**Provided data**
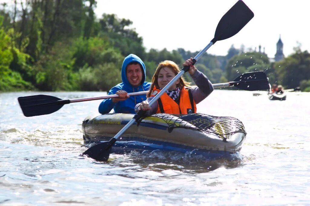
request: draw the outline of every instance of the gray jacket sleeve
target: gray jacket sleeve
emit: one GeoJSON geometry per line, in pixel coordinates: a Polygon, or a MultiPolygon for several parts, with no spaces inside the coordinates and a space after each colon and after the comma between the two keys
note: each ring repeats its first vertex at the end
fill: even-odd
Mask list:
{"type": "Polygon", "coordinates": [[[196,103],[198,104],[209,96],[214,89],[210,80],[198,69],[191,77],[197,86],[191,87],[190,89],[193,98],[196,103]]]}

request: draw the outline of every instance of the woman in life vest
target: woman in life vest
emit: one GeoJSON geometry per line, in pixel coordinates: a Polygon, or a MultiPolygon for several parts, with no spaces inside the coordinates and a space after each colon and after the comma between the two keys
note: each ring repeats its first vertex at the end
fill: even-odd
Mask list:
{"type": "Polygon", "coordinates": [[[152,78],[146,100],[137,104],[136,112],[140,109],[147,111],[146,114],[157,113],[186,114],[197,112],[196,104],[213,91],[213,86],[207,77],[193,65],[193,58],[188,59],[183,66],[189,66],[188,73],[197,87],[191,87],[183,77],[178,79],[166,93],[151,107],[148,103],[179,72],[180,69],[175,62],[166,60],[158,65],[152,78]]]}

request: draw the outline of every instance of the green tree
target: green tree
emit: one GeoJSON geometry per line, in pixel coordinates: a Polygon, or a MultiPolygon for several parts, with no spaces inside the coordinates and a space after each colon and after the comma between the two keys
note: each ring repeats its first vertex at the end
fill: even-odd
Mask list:
{"type": "Polygon", "coordinates": [[[274,65],[279,84],[288,88],[299,86],[303,80],[310,79],[310,54],[297,49],[295,53],[274,65]]]}

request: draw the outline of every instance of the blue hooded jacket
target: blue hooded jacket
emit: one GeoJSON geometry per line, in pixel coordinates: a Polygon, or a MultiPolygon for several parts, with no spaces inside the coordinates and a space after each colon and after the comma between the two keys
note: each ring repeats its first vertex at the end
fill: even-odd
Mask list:
{"type": "MultiPolygon", "coordinates": [[[[117,91],[120,90],[124,90],[128,93],[136,92],[138,91],[148,91],[151,86],[151,83],[145,82],[145,66],[141,59],[137,56],[131,54],[126,57],[124,60],[122,66],[122,80],[123,82],[113,87],[109,91],[108,95],[114,95],[117,91]],[[137,87],[133,87],[129,83],[126,74],[126,69],[127,65],[132,62],[137,62],[141,66],[143,75],[141,85],[137,87]]],[[[135,106],[136,104],[141,103],[146,99],[145,95],[138,96],[131,96],[124,101],[120,101],[116,103],[113,103],[112,99],[104,99],[99,106],[98,110],[101,114],[108,113],[112,109],[116,113],[127,113],[135,114],[135,106]]]]}

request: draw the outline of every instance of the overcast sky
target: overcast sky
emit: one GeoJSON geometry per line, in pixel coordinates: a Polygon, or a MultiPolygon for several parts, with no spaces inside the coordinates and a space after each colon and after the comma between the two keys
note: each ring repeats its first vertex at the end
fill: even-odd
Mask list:
{"type": "MultiPolygon", "coordinates": [[[[253,49],[261,45],[269,57],[274,57],[280,35],[287,56],[298,41],[302,50],[310,50],[310,24],[308,1],[244,0],[254,17],[237,34],[218,41],[209,53],[225,55],[232,44],[253,49]],[[308,19],[308,20],[307,20],[308,19]]],[[[236,0],[98,0],[96,15],[115,14],[129,19],[148,49],[169,51],[179,48],[200,51],[213,38],[223,15],[236,0]]]]}

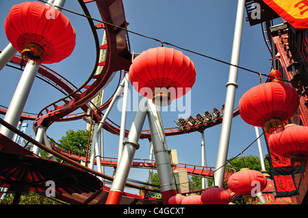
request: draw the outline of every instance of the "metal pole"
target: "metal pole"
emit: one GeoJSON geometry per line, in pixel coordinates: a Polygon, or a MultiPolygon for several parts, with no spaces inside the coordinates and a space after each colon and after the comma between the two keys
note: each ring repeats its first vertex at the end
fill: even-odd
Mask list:
{"type": "Polygon", "coordinates": [[[159,180],[163,204],[168,204],[170,197],[177,194],[169,151],[159,108],[148,100],[148,119],[154,155],[159,180]]]}
{"type": "MultiPolygon", "coordinates": [[[[153,143],[152,140],[150,141],[150,160],[153,160],[153,143]]],[[[150,163],[153,163],[152,161],[150,161],[150,163]]],[[[149,170],[149,183],[153,184],[153,169],[150,168],[149,170]]]]}
{"type": "MultiPolygon", "coordinates": [[[[101,159],[103,159],[104,156],[104,136],[103,129],[101,129],[101,134],[99,135],[101,139],[101,159]]],[[[103,165],[101,165],[101,173],[105,174],[105,167],[103,165]]]]}
{"type": "MultiPolygon", "coordinates": [[[[34,127],[35,128],[35,127],[34,127]]],[[[42,126],[39,126],[38,127],[38,130],[36,131],[36,140],[40,143],[42,143],[44,140],[44,135],[45,134],[46,128],[42,126]]],[[[40,148],[36,146],[33,146],[32,151],[34,154],[40,155],[40,148]]]]}
{"type": "MultiPolygon", "coordinates": [[[[205,140],[204,137],[204,131],[201,133],[201,165],[203,167],[207,165],[207,154],[205,152],[205,140]]],[[[209,180],[207,178],[202,178],[202,188],[207,188],[209,187],[209,180]]]]}
{"type": "Polygon", "coordinates": [[[105,123],[105,121],[106,121],[106,119],[107,119],[109,113],[110,113],[110,111],[112,110],[112,107],[114,105],[114,103],[116,103],[116,101],[117,100],[117,96],[118,96],[120,95],[120,94],[121,93],[122,90],[123,90],[125,83],[125,79],[123,79],[121,83],[118,87],[118,89],[116,90],[116,92],[114,94],[114,96],[112,98],[112,100],[110,104],[109,105],[109,107],[107,109],[106,112],[105,112],[104,115],[103,116],[103,118],[99,122],[99,126],[98,126],[98,128],[97,128],[97,131],[100,131],[101,129],[103,128],[103,124],[105,123]]]}
{"type": "Polygon", "coordinates": [[[11,43],[7,45],[5,49],[0,53],[0,70],[4,68],[16,52],[17,50],[13,47],[11,43]]]}
{"type": "MultiPolygon", "coordinates": [[[[93,134],[93,137],[95,137],[95,158],[97,159],[97,171],[100,173],[102,173],[101,172],[101,154],[99,152],[99,134],[97,134],[97,126],[99,126],[98,124],[95,124],[94,125],[94,133],[93,134]],[[96,133],[95,133],[96,132],[96,133]]],[[[100,178],[101,180],[103,181],[103,178],[100,178]]]]}
{"type": "Polygon", "coordinates": [[[92,144],[91,144],[91,154],[90,156],[89,168],[92,169],[93,169],[94,168],[95,161],[95,144],[97,139],[97,124],[95,124],[93,128],[93,135],[92,137],[92,144]]]}
{"type": "Polygon", "coordinates": [[[257,126],[255,126],[255,135],[258,139],[257,142],[258,144],[258,149],[259,149],[259,155],[260,156],[260,162],[261,162],[261,169],[262,171],[266,171],[265,167],[264,159],[263,157],[263,152],[262,152],[262,146],[261,146],[261,140],[260,140],[260,135],[259,133],[259,128],[257,126]]]}
{"type": "MultiPolygon", "coordinates": [[[[239,0],[234,30],[233,45],[231,64],[238,65],[242,41],[242,32],[243,27],[244,12],[245,0],[239,0]]],[[[228,154],[229,143],[230,141],[230,132],[232,124],[233,112],[235,91],[238,88],[238,68],[233,66],[230,66],[229,81],[227,83],[227,94],[224,103],[224,118],[221,127],[220,139],[217,154],[216,172],[214,174],[215,185],[223,187],[225,164],[228,154]]]]}
{"type": "Polygon", "coordinates": [[[128,73],[125,74],[124,77],[124,94],[123,94],[123,103],[122,105],[122,116],[121,116],[121,124],[120,128],[120,137],[118,140],[118,166],[121,159],[122,151],[123,150],[123,141],[125,137],[126,131],[126,114],[127,109],[127,100],[129,92],[129,77],[128,73]]]}
{"type": "Polygon", "coordinates": [[[127,180],[135,152],[140,146],[138,141],[146,115],[146,99],[144,96],[141,97],[127,136],[127,140],[123,142],[124,148],[121,159],[120,160],[110,192],[107,198],[106,204],[120,204],[122,193],[127,180]]]}
{"type": "MultiPolygon", "coordinates": [[[[47,148],[53,149],[51,148],[51,145],[50,144],[49,140],[48,139],[47,135],[46,135],[46,132],[44,134],[44,143],[47,148]]],[[[49,154],[48,158],[53,161],[57,161],[57,159],[55,159],[55,156],[53,154],[49,154]]]]}
{"type": "MultiPolygon", "coordinates": [[[[39,67],[39,65],[34,64],[32,61],[28,62],[17,85],[3,119],[14,127],[16,127],[18,124],[39,67]]],[[[14,133],[3,126],[0,127],[0,133],[11,139],[13,139],[14,133]]]]}

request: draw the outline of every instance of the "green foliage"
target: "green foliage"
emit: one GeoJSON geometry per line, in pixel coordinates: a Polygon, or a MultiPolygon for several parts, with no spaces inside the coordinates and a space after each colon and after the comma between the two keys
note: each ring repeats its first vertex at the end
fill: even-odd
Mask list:
{"type": "MultiPolygon", "coordinates": [[[[8,193],[0,204],[12,204],[14,200],[14,194],[8,193]]],[[[22,195],[19,204],[62,204],[49,197],[43,197],[38,193],[30,191],[29,195],[22,195]]]]}
{"type": "MultiPolygon", "coordinates": [[[[58,143],[70,150],[78,152],[86,153],[88,147],[88,139],[89,137],[89,131],[79,130],[74,131],[69,129],[66,131],[66,135],[59,139],[58,143]]],[[[89,144],[91,144],[92,135],[89,144]]]]}

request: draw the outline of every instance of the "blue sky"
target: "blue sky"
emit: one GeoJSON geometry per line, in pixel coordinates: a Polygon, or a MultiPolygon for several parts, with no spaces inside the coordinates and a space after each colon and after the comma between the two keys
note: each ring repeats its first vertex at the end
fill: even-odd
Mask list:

**Direction**
Pull out every line in the rows above that contains the string "overcast", and copy each one in full.

**Written answer**
request: draw the outline of every instance of the overcast sky
target: overcast sky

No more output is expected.